__What is expected__
Output every line of the data exactly as it appears.
— BEGIN —
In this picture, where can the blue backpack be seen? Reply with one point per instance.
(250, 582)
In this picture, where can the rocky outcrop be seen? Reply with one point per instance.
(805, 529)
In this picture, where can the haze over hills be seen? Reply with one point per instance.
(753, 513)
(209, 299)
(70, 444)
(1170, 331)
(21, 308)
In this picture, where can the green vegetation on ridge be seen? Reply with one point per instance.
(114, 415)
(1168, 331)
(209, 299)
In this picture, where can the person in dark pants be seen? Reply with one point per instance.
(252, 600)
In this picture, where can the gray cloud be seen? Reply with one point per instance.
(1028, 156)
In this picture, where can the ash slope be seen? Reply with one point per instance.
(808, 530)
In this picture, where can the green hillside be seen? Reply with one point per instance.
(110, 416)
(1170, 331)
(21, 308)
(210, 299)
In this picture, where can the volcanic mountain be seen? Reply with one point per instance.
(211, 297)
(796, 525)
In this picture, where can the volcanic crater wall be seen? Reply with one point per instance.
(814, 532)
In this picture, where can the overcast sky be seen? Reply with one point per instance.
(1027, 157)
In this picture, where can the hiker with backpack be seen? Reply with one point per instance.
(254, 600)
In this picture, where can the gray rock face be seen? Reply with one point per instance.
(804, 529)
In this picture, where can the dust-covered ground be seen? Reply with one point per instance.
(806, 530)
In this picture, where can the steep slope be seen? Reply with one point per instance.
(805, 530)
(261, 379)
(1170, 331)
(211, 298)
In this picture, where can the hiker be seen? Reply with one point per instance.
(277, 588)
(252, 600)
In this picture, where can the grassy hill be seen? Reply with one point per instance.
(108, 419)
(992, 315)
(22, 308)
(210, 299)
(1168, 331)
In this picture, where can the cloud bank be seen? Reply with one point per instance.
— END —
__Complete answer__
In this picture, where can the blue backpack be seen? Reply with one point per instance.
(250, 582)
In this picture, where can the rocky outcrop be seen? Reply with one point per instance.
(805, 529)
In this picture, where can the haze over hills be seen? Reply with one point per instance.
(753, 513)
(209, 299)
(70, 444)
(1170, 331)
(21, 308)
In this picture, where can the green vegetation on ridge be seen? Reply with one point per instance.
(114, 415)
(1168, 331)
(209, 299)
In this picture, where can the person in dark pants be seen? Reply with one point per instance.
(252, 600)
In this picture, where can the gray cloud be seen? Reply with one point per instance.
(1028, 156)
In this picture, where can the ash slope be seen? Reply with one point per instance.
(808, 530)
In this picture, where can the green hillside be seen? Reply with one point per instance.
(110, 416)
(1170, 331)
(21, 308)
(210, 299)
In this picture, where can the volcanic mountain be seen? Reply with one point per instance.
(211, 297)
(796, 525)
In this picture, where can the volcanic crater wall be seen? Reply with one point per instance.
(814, 532)
In this picture, where can the overcast sky be seen? Reply with one point per instance.
(1027, 157)
In this picture, where can the hiker with backpack be seen? Reply with one point per instance.
(254, 600)
In this picture, where can the gray rock face be seen? Reply with one point per instance.
(804, 529)
In this picture, where can the dust-covered ground be seen? Reply with one point per instance.
(806, 530)
In this picture, where can the steep slope be seen? Reply with one point per instance.
(805, 530)
(261, 379)
(1170, 331)
(211, 298)
In this picture, where can the hiker be seen? Reply with one point per instance.
(277, 588)
(252, 600)
In this picture, where can the grassy hill be seen? Reply with one point per instance.
(108, 419)
(992, 315)
(22, 308)
(210, 299)
(1168, 331)
In this picture, where can the cloud bank be seen? Reply with one point per instance.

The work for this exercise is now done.